Bounding box annotation data:

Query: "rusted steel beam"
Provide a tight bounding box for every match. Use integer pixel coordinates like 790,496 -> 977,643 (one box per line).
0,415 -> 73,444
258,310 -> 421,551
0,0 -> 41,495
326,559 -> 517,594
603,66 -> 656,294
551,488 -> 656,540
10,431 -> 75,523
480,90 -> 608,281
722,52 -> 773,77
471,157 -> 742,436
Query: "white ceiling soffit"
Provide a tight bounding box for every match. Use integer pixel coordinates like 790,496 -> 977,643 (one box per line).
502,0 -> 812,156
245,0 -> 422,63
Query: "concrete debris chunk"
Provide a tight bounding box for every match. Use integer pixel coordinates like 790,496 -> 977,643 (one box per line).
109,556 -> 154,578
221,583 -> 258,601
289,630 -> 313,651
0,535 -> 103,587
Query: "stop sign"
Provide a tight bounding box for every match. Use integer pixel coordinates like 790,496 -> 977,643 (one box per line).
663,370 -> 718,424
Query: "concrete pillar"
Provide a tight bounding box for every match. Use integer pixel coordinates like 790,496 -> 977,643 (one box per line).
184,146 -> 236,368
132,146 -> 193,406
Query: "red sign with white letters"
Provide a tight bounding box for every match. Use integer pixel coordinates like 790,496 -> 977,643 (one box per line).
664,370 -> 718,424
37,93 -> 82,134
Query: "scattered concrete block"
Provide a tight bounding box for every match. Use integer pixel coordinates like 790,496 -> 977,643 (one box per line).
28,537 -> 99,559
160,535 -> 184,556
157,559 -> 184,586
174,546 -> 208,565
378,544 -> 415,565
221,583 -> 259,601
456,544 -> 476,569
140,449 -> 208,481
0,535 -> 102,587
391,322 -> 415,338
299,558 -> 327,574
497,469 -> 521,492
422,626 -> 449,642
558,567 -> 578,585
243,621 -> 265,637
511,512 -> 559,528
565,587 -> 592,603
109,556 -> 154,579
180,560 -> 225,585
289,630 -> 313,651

Task brief
Present the stretch of data that opens with the line containing "sign with white" and closes with the line containing "37,93 -> 82,134" as a Markdown table with the columns Row and Line, numbering each line and omitting any blank lines.

Solution to this problem
| Row | Line |
|---|---|
| 1 | Query: "red sign with white letters" |
| 2 | Provide a tight bounding box for every match. Use integer pixel coordinates like 790,496 -> 977,643 (one box per line). |
| 3 | 664,370 -> 718,424 |
| 4 | 37,93 -> 82,134 |